• _Tugas 1_
Tentukan apakah setiap pernyataan berikut sesuai dengan teks tentang hukuman pencurian dan perzinahan. Jawab ya atau tidak, lalu kutip secara persis kata-kata dalam teks yang menjadi dasar jawaban: (a) Nishab barang curian ditetapkan lebih kurang 93 gram emas. (b) Pezina ghoer mukhshan dijatuhi hukuman rajam. (c) Zina hanya mencakup hubungan seksual yang dilakukan secara sukarela.
• _Tugas 2_
Kutip secara persis bagian teks tentang hukuman pencurian dan perzinahan, mulai dari "Hukuman potong tangan dijatuhkan" dan terus sampai "93 gram emas.".
• _Tugas 3_
Lanjutkan teks tentang hukuman pencurian dan perzinahan dari kalimat terakhir yang tercantum.

Pelaku pencurian diancam hukuman potong tangan dan akan diazab diakherat apabila mati sebelum bertaubat dengan tujuan agar harta terpelihara dari tangan para penjahat, karena dengan hukuman seperti itu pencuri akan jera dan memberikan pelajaran kepada orang lain yang akan melakukan pencurian karena beratnya sanksi hukum sebagai tindakan defensif (pencegahan).

Hukuman potong tangan dijatuhkan kepada pencuri oleh hakim setelah terbukti bersalah, baik melalui pengakuan, saksi dan alat bukti serta barang yang dicurinya bernilai ekonomis, bisa dikonsumsi dan mencapai nishab, yaitu lebih kurang 93 gram emas.




c. Perzinahan

Zina adalah melakukan hubungan seksual di luar ikatan perkawinan yang sah, baik dilakukan secara sukarela maupun paksaan.

Sanksi hukum bagi yang melakukan perzinahan adalah dirajam (dilempari dengan batu sampai mati) bagi pezina mukhshan; yaitu perzinahan yang dilakukan oleh orang yang telah melakukan hubungan seksual dalam ikatan perkawinan yang sah. Atau dicambuk 100 kali bagi pezina ghoer mukhshan; yaitu perzinahan yang dilakukan oleh orang yang belum pernah melakukan hubungan seksual dalam ikatan perkawinan yang sah.

• _Daftar yang Disediakan_
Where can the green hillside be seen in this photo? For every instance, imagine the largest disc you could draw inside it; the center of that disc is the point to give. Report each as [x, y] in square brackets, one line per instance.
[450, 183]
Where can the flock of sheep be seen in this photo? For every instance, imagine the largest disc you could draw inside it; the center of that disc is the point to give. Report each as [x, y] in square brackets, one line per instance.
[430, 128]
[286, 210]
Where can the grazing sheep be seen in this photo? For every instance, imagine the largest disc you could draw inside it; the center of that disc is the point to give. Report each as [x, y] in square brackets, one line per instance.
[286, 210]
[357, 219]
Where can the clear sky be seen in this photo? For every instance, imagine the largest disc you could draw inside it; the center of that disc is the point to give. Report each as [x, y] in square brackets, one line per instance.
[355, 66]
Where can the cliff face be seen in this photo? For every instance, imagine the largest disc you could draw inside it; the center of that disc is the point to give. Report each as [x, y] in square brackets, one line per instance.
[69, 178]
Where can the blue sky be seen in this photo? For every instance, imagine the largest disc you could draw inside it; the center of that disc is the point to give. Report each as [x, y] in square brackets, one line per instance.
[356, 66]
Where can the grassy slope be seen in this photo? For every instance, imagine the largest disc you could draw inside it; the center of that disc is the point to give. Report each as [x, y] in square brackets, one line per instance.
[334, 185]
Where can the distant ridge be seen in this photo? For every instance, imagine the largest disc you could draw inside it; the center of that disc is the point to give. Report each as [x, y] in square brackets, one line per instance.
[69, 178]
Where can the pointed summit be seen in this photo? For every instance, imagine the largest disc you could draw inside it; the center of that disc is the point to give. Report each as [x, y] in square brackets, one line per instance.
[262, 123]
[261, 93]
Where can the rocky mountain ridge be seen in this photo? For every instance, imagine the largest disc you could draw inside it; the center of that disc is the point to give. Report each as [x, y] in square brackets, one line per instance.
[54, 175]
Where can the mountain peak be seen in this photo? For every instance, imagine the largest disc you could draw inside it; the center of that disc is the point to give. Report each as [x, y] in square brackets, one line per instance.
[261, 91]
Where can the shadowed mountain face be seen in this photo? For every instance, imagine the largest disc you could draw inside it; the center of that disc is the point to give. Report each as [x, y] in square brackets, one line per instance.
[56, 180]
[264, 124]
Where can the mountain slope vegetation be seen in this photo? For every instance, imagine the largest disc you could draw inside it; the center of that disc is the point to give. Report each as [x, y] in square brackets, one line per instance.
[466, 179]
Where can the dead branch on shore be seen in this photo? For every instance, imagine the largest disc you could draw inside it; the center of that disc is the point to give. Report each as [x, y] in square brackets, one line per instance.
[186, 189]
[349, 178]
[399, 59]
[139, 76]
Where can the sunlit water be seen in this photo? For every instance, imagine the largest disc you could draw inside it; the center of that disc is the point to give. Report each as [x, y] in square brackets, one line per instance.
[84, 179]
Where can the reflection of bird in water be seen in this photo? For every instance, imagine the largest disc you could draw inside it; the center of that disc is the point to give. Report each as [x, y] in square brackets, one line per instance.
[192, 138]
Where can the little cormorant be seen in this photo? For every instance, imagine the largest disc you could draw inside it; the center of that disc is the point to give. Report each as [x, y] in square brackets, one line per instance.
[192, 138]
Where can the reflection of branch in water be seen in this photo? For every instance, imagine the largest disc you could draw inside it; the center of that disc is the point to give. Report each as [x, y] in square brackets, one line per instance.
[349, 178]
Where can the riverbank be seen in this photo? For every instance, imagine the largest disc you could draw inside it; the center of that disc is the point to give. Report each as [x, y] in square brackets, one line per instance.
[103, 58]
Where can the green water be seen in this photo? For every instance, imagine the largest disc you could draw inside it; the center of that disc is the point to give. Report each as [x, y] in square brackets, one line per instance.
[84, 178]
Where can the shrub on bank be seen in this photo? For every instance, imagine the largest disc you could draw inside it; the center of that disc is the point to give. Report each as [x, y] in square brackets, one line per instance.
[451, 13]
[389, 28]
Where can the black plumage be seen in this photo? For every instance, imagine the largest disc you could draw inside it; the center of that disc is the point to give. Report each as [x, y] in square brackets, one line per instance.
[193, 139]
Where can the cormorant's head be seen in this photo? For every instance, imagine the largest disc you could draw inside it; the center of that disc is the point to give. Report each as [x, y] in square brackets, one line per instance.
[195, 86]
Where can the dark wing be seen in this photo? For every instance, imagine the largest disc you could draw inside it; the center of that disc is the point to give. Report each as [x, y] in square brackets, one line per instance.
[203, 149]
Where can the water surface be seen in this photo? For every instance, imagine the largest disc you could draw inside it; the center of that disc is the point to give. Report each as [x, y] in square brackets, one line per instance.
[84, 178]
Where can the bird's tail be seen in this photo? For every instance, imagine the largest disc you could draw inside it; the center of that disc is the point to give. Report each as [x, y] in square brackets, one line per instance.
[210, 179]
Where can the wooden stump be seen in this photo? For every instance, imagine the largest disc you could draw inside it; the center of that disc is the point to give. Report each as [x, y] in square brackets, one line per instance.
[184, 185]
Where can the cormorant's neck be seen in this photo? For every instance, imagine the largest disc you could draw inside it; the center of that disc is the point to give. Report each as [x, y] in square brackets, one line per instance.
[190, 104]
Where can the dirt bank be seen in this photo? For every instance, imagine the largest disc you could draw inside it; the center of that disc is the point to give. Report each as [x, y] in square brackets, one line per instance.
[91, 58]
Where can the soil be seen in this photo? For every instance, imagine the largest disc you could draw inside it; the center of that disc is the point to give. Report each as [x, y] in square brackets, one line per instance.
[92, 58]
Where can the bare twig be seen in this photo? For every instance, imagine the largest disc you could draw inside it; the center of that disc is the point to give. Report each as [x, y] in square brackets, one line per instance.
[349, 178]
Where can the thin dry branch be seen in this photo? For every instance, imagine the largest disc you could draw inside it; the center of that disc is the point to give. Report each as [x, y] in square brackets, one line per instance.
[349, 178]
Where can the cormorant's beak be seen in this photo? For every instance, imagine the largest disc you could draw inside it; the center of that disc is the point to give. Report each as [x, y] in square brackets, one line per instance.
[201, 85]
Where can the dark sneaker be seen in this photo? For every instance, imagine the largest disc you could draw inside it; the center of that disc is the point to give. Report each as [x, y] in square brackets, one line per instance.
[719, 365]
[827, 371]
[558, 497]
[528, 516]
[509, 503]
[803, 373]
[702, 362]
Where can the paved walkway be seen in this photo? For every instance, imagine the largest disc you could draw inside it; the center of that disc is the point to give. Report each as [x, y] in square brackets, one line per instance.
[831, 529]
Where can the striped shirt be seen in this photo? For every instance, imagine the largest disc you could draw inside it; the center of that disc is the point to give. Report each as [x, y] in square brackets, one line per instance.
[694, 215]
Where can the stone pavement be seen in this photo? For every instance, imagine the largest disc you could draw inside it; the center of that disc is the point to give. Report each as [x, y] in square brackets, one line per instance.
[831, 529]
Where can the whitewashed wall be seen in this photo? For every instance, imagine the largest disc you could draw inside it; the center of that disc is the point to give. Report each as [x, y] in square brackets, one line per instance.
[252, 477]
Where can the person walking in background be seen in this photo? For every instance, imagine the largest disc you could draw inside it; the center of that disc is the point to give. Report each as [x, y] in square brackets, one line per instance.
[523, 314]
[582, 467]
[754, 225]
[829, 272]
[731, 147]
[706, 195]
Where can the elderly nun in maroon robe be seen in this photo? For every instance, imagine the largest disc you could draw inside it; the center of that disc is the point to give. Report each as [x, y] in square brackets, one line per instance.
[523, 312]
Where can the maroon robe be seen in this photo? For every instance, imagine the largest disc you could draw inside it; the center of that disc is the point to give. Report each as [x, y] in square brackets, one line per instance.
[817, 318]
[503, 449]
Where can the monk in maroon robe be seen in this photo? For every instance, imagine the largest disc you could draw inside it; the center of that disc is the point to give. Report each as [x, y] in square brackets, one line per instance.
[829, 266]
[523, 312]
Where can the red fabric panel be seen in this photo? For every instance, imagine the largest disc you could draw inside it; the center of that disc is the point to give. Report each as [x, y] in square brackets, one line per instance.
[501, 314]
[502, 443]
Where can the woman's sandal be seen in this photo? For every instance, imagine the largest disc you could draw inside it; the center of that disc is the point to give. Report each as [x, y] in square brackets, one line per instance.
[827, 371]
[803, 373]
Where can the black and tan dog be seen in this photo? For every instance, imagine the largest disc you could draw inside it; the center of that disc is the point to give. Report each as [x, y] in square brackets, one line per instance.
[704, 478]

• _Jawaban Tugas 1_
(a) Ya: "mencapai nishab, yaitu lebih kurang 93 gram emas".
(b) Tidak: "Atau dicambuk 100 kali bagi pezina ghoer mukhshan".
(c) Tidak: "baik dilakukan secara sukarela maupun paksaan".

• _Jawaban Tugas 2_
Hukuman potong tangan dijatuhkan kepada pencuri oleh hakim setelah terbukti bersalah, baik melalui pengakuan, saksi dan alat bukti serta barang yang dicurinya bernilai ekonomis, bisa dikonsumsi dan mencapai nishab, yaitu lebih kurang 93 gram emas.

• _Jawaban Tugas 3_
Sanksi hukum tersebut baru dapat dijatuhkan apabila sudah terbukti melakukan perzinahan baik dengan pengakuan, 4 orang saksi atau alat bukti.

Perzinahan diharamkan oleh Islam karena : 1) Menghancurkan garis keturunan dan putusnya hak waris. 2) Mengakibatkan kehamilan sehingga anak yang terlahir tersia-sia dari pemeliharaan, pengurusan dan pembinaan pendidikannya. 3) Merupakan salah satu bentuk dari perilaku binatang yang akan menghancurkan kemanusiaan. 4) Menimbulkan penyakit yang berbahaya dan menular.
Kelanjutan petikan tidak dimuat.